## Information supplied:

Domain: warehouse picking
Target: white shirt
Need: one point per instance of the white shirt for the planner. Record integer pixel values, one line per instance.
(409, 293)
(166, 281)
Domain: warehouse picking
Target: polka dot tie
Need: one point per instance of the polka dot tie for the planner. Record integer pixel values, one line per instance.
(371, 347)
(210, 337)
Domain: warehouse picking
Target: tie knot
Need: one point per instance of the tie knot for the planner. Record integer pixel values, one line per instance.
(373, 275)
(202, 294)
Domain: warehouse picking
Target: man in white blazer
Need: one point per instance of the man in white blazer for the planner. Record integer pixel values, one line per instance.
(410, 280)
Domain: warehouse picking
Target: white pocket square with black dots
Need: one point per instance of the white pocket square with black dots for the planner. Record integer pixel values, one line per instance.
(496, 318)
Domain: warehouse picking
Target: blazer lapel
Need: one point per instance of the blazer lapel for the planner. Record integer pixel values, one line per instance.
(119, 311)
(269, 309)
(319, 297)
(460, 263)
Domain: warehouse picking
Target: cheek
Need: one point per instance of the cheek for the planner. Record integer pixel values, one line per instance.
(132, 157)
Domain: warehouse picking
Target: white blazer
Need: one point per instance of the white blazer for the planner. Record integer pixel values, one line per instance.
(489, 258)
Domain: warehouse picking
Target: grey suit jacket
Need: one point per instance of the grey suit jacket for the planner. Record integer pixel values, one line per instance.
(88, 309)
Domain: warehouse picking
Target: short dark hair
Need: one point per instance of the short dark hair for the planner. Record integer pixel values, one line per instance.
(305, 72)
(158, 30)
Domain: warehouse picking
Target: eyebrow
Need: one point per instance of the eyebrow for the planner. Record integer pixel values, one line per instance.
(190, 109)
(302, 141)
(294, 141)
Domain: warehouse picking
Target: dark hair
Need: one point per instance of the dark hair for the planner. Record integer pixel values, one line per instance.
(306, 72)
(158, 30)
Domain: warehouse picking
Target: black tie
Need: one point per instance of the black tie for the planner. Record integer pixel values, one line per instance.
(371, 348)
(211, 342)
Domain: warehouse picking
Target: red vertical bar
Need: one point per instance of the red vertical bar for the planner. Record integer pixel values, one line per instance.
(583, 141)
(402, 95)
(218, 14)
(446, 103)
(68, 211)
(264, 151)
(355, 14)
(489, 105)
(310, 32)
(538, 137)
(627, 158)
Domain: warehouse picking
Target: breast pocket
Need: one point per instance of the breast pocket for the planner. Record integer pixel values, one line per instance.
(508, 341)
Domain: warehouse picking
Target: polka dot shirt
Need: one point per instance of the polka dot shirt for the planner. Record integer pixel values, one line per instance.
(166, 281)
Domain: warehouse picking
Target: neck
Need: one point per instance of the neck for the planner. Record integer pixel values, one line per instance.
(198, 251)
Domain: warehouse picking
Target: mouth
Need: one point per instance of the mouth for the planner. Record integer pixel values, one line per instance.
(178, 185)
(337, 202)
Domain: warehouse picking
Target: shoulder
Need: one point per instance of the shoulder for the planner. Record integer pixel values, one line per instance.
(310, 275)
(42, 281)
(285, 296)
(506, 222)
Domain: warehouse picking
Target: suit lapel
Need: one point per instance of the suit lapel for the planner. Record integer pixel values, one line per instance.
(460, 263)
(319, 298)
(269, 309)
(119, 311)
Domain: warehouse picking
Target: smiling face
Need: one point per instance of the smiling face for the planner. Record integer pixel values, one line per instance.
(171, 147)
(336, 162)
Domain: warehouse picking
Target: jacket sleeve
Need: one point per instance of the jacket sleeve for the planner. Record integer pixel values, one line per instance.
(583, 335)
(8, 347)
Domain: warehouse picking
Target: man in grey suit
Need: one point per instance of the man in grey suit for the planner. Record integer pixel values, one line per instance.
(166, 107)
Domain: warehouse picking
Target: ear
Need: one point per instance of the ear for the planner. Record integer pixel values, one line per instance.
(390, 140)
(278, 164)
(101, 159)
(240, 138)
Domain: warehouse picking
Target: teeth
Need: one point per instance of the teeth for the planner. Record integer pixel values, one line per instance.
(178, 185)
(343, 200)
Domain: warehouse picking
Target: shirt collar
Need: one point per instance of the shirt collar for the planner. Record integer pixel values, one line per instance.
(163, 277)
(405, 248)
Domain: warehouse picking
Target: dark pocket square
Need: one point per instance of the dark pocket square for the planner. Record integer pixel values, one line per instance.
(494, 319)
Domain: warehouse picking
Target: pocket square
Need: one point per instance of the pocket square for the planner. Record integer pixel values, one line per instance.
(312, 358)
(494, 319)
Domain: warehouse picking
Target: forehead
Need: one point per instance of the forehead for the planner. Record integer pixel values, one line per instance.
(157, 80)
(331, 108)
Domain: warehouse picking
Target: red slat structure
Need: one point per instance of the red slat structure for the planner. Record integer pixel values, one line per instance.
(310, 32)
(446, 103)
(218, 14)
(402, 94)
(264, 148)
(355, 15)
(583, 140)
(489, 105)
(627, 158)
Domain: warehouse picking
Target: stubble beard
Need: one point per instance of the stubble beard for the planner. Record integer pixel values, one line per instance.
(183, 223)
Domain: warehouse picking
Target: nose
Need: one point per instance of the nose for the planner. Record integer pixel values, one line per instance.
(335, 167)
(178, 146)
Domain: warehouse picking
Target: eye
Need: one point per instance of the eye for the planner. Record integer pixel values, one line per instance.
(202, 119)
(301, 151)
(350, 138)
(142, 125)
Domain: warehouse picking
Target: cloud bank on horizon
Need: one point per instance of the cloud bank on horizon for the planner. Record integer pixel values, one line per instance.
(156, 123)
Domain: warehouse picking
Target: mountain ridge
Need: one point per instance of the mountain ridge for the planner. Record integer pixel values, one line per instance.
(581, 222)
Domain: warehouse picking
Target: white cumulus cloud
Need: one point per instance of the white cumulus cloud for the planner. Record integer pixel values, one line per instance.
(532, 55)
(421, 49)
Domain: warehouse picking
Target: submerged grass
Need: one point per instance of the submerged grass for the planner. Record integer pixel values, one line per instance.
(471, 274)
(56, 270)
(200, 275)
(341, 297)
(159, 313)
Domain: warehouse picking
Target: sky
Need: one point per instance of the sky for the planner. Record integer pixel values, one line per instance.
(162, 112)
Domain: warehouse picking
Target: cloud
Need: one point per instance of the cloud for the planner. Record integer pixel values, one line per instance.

## What to do:
How many lines in the items above contain the word "submerged"? Give only the number.

## Task result:
2